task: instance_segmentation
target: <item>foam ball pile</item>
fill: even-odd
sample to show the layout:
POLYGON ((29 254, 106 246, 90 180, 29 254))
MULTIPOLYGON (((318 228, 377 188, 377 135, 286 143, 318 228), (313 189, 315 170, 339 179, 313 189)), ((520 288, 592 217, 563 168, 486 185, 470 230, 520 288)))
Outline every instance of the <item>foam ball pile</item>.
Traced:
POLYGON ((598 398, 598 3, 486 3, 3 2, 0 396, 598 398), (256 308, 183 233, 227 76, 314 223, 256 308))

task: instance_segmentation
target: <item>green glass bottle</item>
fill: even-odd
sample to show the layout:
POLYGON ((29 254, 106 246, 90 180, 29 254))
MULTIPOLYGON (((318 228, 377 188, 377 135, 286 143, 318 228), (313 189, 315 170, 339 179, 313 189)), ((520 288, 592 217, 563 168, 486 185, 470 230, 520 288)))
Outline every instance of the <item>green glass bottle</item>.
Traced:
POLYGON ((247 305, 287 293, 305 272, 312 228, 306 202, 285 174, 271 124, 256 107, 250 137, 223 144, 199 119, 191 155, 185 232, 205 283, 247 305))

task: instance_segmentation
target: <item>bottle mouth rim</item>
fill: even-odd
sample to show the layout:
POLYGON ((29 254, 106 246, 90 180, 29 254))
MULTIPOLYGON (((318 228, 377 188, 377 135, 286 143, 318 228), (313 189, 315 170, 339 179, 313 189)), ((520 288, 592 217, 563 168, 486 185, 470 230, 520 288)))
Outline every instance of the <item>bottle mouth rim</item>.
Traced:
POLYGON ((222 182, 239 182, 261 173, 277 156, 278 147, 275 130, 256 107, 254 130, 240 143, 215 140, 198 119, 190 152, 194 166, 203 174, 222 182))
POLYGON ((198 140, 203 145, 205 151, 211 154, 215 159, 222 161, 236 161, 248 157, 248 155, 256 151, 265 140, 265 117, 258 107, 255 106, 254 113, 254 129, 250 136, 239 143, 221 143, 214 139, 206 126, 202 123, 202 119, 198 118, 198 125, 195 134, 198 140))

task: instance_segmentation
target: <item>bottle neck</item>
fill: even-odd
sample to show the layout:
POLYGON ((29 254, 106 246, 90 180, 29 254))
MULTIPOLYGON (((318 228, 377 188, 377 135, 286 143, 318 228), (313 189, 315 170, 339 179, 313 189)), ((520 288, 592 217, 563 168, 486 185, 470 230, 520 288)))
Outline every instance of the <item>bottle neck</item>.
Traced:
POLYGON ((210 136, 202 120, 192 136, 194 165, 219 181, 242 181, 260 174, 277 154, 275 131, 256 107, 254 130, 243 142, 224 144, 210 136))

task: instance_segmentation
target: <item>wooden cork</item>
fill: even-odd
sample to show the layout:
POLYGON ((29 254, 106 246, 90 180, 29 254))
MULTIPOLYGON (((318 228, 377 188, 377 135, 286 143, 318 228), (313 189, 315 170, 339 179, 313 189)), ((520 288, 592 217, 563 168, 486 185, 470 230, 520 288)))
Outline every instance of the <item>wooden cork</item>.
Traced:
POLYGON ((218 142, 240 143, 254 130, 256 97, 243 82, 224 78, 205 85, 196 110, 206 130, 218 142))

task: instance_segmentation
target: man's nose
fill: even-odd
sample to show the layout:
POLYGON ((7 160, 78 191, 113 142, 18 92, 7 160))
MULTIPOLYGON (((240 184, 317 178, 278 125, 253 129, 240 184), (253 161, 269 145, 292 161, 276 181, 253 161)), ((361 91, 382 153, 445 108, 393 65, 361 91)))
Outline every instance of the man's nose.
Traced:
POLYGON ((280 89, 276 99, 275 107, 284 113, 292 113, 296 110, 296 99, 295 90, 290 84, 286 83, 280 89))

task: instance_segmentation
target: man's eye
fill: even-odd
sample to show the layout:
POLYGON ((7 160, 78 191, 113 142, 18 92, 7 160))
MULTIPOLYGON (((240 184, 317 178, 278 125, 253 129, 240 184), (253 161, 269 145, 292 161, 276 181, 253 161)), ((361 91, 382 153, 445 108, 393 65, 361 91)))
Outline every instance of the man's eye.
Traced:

◆ DESCRIPTION OF THE TASK ◆
Rewrite all of the material above, changing every "instance_segmentation" to "polygon_segmentation" and leaving everything else as it is.

◆ ANSWER TO THIS PROBLEM ◆
task: polygon_segmentation
target: <item>foam ball pile</item>
fill: even-odd
sample to show the layout:
POLYGON ((29 254, 106 246, 90 180, 29 254))
MULTIPOLYGON (((318 228, 377 188, 377 135, 286 143, 318 228), (313 189, 315 170, 339 179, 313 189)), ((520 288, 592 217, 563 168, 486 185, 470 230, 520 288)))
Outline every instance of the <item>foam ball pile</item>.
Traced:
POLYGON ((598 398, 598 3, 486 3, 3 2, 0 396, 598 398), (256 308, 183 233, 227 76, 314 223, 256 308))

task: polygon_segmentation
target: <item>green glass bottle</item>
fill: even-odd
sample to show the layout:
POLYGON ((29 254, 106 246, 90 180, 29 254))
MULTIPOLYGON (((318 228, 377 188, 377 135, 286 143, 318 228), (313 189, 315 170, 339 179, 313 189)), ((520 288, 592 217, 563 168, 486 185, 470 230, 520 288)))
Outline every instance of the <item>green glass bottle</item>.
Traced:
POLYGON ((247 305, 287 293, 305 272, 312 228, 306 202, 285 174, 271 124, 256 107, 250 137, 223 144, 199 119, 191 155, 185 232, 205 283, 247 305))

task: polygon_segmentation
target: <item>bottle mouth rim</item>
fill: even-odd
sample to show the layout:
POLYGON ((29 254, 106 246, 90 180, 29 254))
MULTIPOLYGON (((318 228, 377 188, 377 135, 286 143, 318 228), (313 189, 315 170, 339 179, 313 189)), ((520 288, 592 217, 563 168, 486 185, 470 230, 520 288)))
Outline every instance of the <item>bottle mouth rim</item>.
Traced:
POLYGON ((222 182, 239 182, 261 173, 277 156, 278 147, 275 130, 256 107, 254 130, 240 143, 215 140, 198 119, 190 152, 194 166, 203 174, 222 182))
POLYGON ((198 140, 203 145, 205 151, 211 154, 215 159, 222 161, 236 161, 248 157, 248 155, 256 151, 265 140, 265 117, 258 107, 255 106, 254 113, 254 129, 250 136, 239 143, 221 143, 214 139, 206 126, 202 123, 202 119, 198 118, 198 125, 195 134, 198 140))

task: polygon_segmentation
target: <item>bottle neck</item>
fill: even-odd
sample to show the layout:
POLYGON ((29 254, 106 246, 90 180, 29 254))
MULTIPOLYGON (((318 228, 377 188, 377 135, 286 143, 318 228), (313 189, 315 170, 339 179, 313 189)), ((520 288, 592 217, 563 168, 486 185, 470 230, 520 288)))
Outline every instance of the <item>bottle neck</item>.
Traced:
POLYGON ((210 136, 202 120, 192 136, 194 165, 219 181, 242 181, 260 174, 277 154, 275 131, 256 107, 254 130, 243 142, 224 144, 210 136))

task: polygon_segmentation
target: <item>wooden cork</item>
fill: even-odd
sample to show the layout:
POLYGON ((29 254, 106 246, 90 180, 29 254))
MULTIPOLYGON (((318 228, 377 188, 377 135, 286 143, 318 228), (313 189, 315 170, 339 179, 313 189)), ((520 288, 592 217, 563 168, 486 185, 470 230, 520 288)))
Outline every instance of the <item>wooden cork</item>.
Traced:
POLYGON ((218 142, 240 143, 254 130, 256 97, 243 82, 224 78, 205 85, 196 110, 206 130, 218 142))

task: polygon_segmentation
target: man's nose
fill: even-odd
sample to show the layout:
POLYGON ((7 160, 78 191, 113 142, 18 92, 7 160))
MULTIPOLYGON (((240 184, 317 178, 278 125, 253 129, 240 184), (253 161, 269 145, 292 161, 276 181, 253 161)), ((361 91, 382 153, 445 108, 393 65, 361 91)))
Outline every instance of the man's nose.
Traced:
POLYGON ((280 89, 276 99, 275 107, 284 113, 292 113, 296 110, 296 99, 295 90, 290 84, 286 83, 280 89))

task: polygon_segmentation
target: man's eye
fill: even-odd
sample to show the layout:
POLYGON ((7 160, 78 191, 113 142, 18 92, 7 160))
MULTIPOLYGON (((240 184, 317 178, 278 125, 253 129, 240 184), (253 161, 269 145, 292 161, 276 181, 253 161)), ((361 91, 382 153, 445 108, 393 65, 361 91)))
Outline every instance of the man's eye.
Traced:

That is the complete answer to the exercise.